Required work
Copy out, word for word, the lines below from the one containing "Pin every instance of the boy." through the last line, including both.

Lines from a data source
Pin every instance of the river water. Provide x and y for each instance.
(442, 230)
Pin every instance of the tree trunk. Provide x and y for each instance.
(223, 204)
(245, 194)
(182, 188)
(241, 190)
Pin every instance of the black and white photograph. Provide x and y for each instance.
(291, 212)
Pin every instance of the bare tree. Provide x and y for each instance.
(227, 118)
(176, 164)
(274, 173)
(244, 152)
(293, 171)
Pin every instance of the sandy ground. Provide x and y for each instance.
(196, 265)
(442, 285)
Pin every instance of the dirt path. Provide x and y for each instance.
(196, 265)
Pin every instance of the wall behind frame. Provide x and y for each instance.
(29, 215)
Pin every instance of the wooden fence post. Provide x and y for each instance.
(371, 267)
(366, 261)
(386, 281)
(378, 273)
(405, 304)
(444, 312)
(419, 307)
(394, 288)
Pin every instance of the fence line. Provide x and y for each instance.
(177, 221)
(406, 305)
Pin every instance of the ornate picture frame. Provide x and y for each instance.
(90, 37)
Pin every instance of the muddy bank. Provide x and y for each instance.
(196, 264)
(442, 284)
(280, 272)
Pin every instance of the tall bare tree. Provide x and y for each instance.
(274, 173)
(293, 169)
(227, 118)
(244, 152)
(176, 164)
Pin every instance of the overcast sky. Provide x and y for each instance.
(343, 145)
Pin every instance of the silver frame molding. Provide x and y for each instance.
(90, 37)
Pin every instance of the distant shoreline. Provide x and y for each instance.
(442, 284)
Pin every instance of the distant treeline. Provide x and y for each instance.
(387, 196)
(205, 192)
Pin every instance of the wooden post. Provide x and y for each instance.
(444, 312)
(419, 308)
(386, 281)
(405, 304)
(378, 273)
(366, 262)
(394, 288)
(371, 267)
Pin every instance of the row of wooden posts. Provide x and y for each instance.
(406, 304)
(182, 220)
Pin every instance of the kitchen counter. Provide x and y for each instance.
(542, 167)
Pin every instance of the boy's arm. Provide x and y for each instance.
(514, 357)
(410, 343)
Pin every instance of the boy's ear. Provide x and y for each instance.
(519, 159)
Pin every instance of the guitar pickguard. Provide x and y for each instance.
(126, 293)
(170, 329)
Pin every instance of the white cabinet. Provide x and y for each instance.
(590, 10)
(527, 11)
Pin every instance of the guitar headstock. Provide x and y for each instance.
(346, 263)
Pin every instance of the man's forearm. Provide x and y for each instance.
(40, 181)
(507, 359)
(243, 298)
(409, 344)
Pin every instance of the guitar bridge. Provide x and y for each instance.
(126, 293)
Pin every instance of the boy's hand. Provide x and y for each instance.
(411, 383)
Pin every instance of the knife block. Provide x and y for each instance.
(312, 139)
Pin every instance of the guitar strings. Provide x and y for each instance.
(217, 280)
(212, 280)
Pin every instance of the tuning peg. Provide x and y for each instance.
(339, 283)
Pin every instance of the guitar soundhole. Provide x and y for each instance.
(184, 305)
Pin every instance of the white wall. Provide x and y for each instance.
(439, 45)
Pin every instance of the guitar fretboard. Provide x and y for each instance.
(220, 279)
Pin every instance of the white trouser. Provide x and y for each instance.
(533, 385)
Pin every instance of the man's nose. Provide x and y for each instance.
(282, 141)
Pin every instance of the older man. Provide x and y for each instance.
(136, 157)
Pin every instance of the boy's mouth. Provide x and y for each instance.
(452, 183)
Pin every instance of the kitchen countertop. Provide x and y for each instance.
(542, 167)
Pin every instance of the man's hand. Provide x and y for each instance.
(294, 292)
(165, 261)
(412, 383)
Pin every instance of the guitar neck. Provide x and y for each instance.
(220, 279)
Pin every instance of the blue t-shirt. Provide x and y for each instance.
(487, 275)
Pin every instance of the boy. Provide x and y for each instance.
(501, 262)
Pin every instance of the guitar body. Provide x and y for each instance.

Problem solution
Pin every instance of the boy. Provide x and y for each instance.
(501, 262)
Pin every instance of the guitar body. Provide x and y for each instance.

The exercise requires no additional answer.